Your objective. Each record that follows is to be reproduced verbatim.

───── Material for this task

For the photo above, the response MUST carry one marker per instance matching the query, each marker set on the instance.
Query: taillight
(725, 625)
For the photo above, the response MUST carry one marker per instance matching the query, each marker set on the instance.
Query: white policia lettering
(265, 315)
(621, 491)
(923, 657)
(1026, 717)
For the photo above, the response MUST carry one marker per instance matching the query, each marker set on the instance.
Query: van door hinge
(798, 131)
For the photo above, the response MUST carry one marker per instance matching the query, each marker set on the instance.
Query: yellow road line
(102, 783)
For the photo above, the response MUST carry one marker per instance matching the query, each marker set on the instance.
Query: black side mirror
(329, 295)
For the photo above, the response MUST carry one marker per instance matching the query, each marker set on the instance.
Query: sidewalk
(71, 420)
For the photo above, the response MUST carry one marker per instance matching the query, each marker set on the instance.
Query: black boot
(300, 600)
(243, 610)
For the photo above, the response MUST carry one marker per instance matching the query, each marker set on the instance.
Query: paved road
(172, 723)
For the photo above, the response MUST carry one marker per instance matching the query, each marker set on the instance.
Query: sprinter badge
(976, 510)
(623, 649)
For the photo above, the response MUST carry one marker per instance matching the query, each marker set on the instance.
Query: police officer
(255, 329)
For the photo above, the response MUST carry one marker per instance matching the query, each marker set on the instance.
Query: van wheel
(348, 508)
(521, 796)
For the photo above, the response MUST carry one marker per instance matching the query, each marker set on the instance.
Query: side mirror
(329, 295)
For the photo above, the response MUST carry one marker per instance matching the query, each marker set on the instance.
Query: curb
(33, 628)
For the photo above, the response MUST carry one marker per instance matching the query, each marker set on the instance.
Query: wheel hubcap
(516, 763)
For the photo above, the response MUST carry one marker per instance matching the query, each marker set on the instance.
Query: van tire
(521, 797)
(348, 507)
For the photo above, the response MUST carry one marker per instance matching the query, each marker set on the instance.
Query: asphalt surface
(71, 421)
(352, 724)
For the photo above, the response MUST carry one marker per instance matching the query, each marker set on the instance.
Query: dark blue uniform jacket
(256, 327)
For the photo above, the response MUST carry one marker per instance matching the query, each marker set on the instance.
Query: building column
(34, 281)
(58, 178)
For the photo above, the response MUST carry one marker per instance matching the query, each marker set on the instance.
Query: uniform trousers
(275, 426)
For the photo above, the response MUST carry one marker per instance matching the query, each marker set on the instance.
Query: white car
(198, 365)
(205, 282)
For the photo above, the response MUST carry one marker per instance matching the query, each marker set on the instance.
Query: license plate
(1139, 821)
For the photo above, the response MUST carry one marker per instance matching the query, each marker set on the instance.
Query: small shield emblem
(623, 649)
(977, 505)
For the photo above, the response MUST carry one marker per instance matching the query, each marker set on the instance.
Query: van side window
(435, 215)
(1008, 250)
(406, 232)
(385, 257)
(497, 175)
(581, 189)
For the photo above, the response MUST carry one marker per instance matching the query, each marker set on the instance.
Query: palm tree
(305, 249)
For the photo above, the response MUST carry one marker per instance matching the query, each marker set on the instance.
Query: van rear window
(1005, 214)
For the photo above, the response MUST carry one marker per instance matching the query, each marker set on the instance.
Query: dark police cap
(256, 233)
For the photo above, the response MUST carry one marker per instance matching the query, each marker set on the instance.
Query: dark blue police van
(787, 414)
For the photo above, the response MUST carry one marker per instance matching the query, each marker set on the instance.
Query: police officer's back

──────────

Problem solution.
For the photo above, the response MUST carry one marker per instance matching the query, each marker set on the instance.
Query: taillight
(725, 625)
For the photo above, the response MUST carry one marker per instance matching the query, each marker set on the instance.
Query: white policia lettering
(265, 315)
(621, 491)
(923, 657)
(1026, 717)
For the photo above, the response MUST carry one marker per instance matching the query, each marker set on the instance.
Query: van door hinge
(798, 131)
For the photo above, the response MUST carry one marker per instance matching the query, each marker set on the instance.
Query: yellow road line
(102, 783)
For the photo above, the response MUST carry one marker per instance matching the query, each marker set on the instance.
Query: black side mirror
(329, 295)
For the photo above, the response MUST carry one marker per instance matching the query, each marker set on the instance.
Query: sidewalk
(71, 420)
For the photo above, the response MUST carry one marker per instance matching the query, each marker set on the instance.
Query: black boot
(300, 600)
(243, 610)
For the photo above, the response MUST carry one marker per instance matching the query, each marker set on the instance.
Query: paved road
(172, 723)
For the photo above, the response MUST carry one marker per instance matching the query, each marker set on the instance.
Query: sprinter badge
(976, 510)
(623, 649)
For the photo above, the response MUST carry one marker per instance matching the query, each marker set on the instance.
Query: police officer
(255, 329)
For the photo above, the response MUST carry one marker per instance matching the query, each marker set on the instance.
Query: van wheel
(348, 508)
(521, 796)
For the photo above, the response MUST carry one marker per instance matching the query, each marker set on the instance.
Query: side mirror
(329, 295)
For the photo above, the response MUST carry one marker per instance matching the query, each marker set on the instance.
Query: curb
(33, 628)
For the photo above, the response MUST carry one marker per instance matching the query, each marker set on the instance.
Query: wheel hubcap
(516, 763)
For the photo above, the response MUST carry one marker per instance matching the query, each marker set on the instance.
Query: van tire
(521, 797)
(348, 507)
For the photo above, the response MUST carry one marker per instance matching the query, each marker set on the instance.
Query: asphalt surface
(71, 421)
(352, 724)
For the photo above, the response MUST carry one marker per instance matching the query, each marker set on the instance.
Query: dark blue uniform jacket
(256, 327)
For the photo above, the response MUST carry one marker per instance matching the query, each marker set on the instance.
Query: building column
(34, 281)
(58, 178)
For the photo above, the response MUST carry one marker per instance matching the query, each marker set on the instance.
Query: uniform trousers
(275, 426)
For the photo above, the response MUST carry one marker per instance matching the query, each marker set on the instance.
Query: white car
(198, 365)
(205, 282)
For the photo above, the response MUST carry one marker per instance matching the query, each marker set on the instance.
Query: license plate
(1139, 821)
For the photo above, the response MUST carry one marker per instance matching the query, each marker set on the instance.
Query: small shield emblem
(623, 649)
(977, 505)
For the photo above, the response MUST carry one marker per instance matching the query, each marker set on the instance.
Query: van side window
(435, 215)
(1008, 250)
(406, 232)
(385, 257)
(497, 175)
(581, 189)
For the photo above, the response MUST carry one marker per instance matching the query, each marker set on the instance.
Query: palm tree
(305, 249)
For the photo above, the response MUST carry one marker per instance matching the query, each marker set on the instance.
Query: van rear window
(1005, 214)
For the photo above, the response MUST carry one marker per instance matching the query, each marker set on the instance.
Query: dark police cap
(256, 233)
For the photo above, the response MUST carry one marker per instance matching the query, each marker set on the instance.
Query: dark blue police van
(787, 414)
For the photo above, the response MUST carry one marker per instance matching the query, each marker set on the instance.
Query: police officer's back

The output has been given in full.